Available records
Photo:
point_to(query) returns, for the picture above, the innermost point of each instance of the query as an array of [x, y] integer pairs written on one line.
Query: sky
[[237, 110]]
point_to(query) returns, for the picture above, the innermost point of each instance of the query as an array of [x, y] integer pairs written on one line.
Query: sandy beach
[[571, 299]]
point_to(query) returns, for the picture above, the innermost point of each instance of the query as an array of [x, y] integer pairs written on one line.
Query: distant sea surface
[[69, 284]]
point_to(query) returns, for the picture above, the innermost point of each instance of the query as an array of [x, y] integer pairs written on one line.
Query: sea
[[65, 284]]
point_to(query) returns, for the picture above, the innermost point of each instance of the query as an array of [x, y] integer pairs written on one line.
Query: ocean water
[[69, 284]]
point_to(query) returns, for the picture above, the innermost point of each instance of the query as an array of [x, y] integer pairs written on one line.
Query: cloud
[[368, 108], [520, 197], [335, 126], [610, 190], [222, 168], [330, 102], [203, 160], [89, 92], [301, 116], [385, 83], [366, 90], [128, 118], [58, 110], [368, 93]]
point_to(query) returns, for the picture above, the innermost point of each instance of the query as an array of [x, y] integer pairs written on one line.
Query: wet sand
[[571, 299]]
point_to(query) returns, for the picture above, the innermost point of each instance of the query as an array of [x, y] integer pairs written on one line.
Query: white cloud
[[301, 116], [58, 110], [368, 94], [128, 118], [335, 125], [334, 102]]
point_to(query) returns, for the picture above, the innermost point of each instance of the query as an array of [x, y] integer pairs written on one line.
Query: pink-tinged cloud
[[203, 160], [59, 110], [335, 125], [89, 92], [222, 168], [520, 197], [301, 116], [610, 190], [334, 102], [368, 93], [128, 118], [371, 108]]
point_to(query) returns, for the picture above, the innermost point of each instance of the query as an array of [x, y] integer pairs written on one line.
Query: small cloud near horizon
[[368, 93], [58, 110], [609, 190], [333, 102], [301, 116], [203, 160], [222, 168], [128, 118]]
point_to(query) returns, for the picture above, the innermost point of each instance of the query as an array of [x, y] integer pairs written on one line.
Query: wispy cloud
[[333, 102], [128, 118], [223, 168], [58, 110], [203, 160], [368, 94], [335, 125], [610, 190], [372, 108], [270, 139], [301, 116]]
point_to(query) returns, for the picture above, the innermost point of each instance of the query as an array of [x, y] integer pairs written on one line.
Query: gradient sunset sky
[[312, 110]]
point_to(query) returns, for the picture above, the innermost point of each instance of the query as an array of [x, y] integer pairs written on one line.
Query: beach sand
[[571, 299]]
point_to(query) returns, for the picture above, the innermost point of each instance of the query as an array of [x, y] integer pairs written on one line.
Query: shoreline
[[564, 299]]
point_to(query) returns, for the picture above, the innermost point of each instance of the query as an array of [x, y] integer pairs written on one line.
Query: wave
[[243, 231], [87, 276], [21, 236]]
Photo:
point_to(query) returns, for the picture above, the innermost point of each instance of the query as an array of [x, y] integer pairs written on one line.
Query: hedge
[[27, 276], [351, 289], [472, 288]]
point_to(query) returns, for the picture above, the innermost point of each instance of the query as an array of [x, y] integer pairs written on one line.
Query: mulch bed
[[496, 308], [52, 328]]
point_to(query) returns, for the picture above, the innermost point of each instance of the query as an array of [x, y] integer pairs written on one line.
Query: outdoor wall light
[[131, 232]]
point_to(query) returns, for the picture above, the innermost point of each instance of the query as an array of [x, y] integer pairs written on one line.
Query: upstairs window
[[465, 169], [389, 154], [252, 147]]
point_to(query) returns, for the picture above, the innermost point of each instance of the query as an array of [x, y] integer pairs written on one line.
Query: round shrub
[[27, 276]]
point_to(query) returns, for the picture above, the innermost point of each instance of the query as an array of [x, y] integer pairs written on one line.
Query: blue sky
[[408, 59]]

Given task
Arrange every line of the records above as a Markdown table with two columns, Row for the row number and Line for the text of that line. Leave out any blank lines.

Output below
| Row | Line |
|---|---|
| 1 | Photo: |
| 2 | point_to(query) returns, for the picture above, the innermost point of each instance of the query as an array of [x, y] integer pairs written on one line. |
| 3 | Query: sky |
| 4 | [[237, 110]] |
| 5 | point_to(query) returns, for the picture above, the innermost point of each instance of the query as an array of [x, y] integer pairs written on one line. |
| 6 | Query: sandy beach |
| 7 | [[571, 299]] |
| 8 | point_to(query) returns, for the picture above, the innermost point of each instance of the query as an array of [x, y] integer pairs written on one line. |
| 9 | Query: distant sea surface |
| 10 | [[69, 284]] |
| 11 | point_to(query) returns, for the picture above, the innermost point of each instance of the query as an array of [x, y] integer pairs written on one line. |
| 12 | Query: sea |
| 13 | [[65, 284]] |
| 14 | point_to(query) returns, for the picture above, the innermost point of each instance of the query as an array of [x, y] integer pairs written on one line. |
| 15 | Query: ocean water |
| 16 | [[69, 284]] |
| 17 | point_to(query) returns, for the picture above, the innermost point of each instance of the query as an array of [x, y] integer pairs written on one line. |
| 18 | Query: cloud |
| 19 | [[368, 108], [520, 197], [335, 126], [610, 190], [222, 168], [330, 102], [203, 160], [89, 92], [301, 116], [385, 83], [366, 90], [128, 118], [58, 110], [368, 93]] |
| 20 | point_to(query) returns, for the picture above, the innermost point of each instance of the query as an array of [x, y] integer pairs written on one line. |
| 21 | Query: wet sand |
| 22 | [[571, 299]] |
| 23 | point_to(query) returns, for the picture above, the innermost point of each instance of the query as an array of [x, y] integer pairs written on one line. |
| 24 | Query: white cloud |
| 25 | [[301, 116], [58, 110], [368, 94], [128, 118], [335, 125], [334, 102]] |
| 26 | point_to(query) returns, for the picture above, the innermost point of each instance of the query as an array of [x, y] integer pairs written on one line. |
| 27 | Query: pink-tinged cloud |
| 28 | [[203, 160], [59, 110], [335, 125], [89, 92], [222, 168], [520, 197], [301, 116], [610, 190], [334, 102], [368, 93], [128, 118], [371, 108]] |
| 29 | point_to(query) returns, for the picture above, the innermost point of each instance of the query as an array of [x, y] integer pairs written on one line. |
| 30 | Query: small cloud near horizon |
| 31 | [[368, 93], [58, 110], [609, 190], [333, 102], [301, 116], [203, 160], [222, 168], [128, 118]] |
| 32 | point_to(query) returns, for the picture above, the innermost point of each instance of the query as an array of [x, y] integer pairs written on one line. |
| 33 | Query: wispy cloud |
| 34 | [[333, 102], [128, 118], [223, 168], [58, 110], [203, 160], [368, 94], [335, 125], [610, 190], [372, 108], [270, 139], [301, 116]] |
| 35 | point_to(query) returns, for the picture above, the innermost point of each instance of the query as an array of [x, y] integer pairs written on one line. |
| 36 | Query: gradient sunset sky |
| 37 | [[312, 110]] |
| 38 | point_to(query) returns, for the picture above, the innermost point of each instance of the query as an array of [x, y] integer pairs written on one line. |
| 39 | Query: beach sand |
| 40 | [[571, 299]] |
| 41 | point_to(query) returns, for the picture above, the innermost point of each instance of the query as an array of [x, y] integer pairs written on one line. |
| 42 | Query: shoreline |
| 43 | [[564, 299]] |
| 44 | point_to(query) returns, for the picture above, the innermost point of each instance of the query as an array of [x, y] integer pairs written on one line. |
| 45 | Query: wave |
| 46 | [[243, 231], [87, 276], [21, 236]] |
| 47 | Photo: |
| 48 | point_to(query) returns, for the picture above, the innermost point of each instance of the query as an array of [x, y] integer pairs written on one line. |
| 49 | Query: hedge |
| 50 | [[27, 276], [351, 289], [472, 288]] |
| 51 | point_to(query) returns, for the picture above, the innermost point of each instance of the query as an array of [x, y] integer pairs written on one line. |
| 52 | Query: mulch bed |
| 53 | [[496, 308], [52, 328]] |
| 54 | point_to(query) returns, for the picture above, the innermost point of each instance of the query as an array of [x, y] integer pairs written on one line. |
| 55 | Query: outdoor wall light |
| 56 | [[131, 232]] |
| 57 | point_to(query) returns, for the picture above, the innermost point of each instance of the query as an array of [x, y] integer pairs written on one line. |
| 58 | Query: upstairs window |
| 59 | [[465, 169], [389, 154], [252, 147]] |
| 60 | point_to(query) returns, for the picture above, the innermost point of each instance of the query as an array of [x, y] integer pairs written on one line. |
| 61 | Query: round shrub |
| 62 | [[27, 276]] |
| 63 | point_to(query) returns, for the picture above, the innermost point of each instance of the query as an array of [x, y] integer pairs written on one line. |
| 64 | Query: blue sky |
| 65 | [[408, 59]] |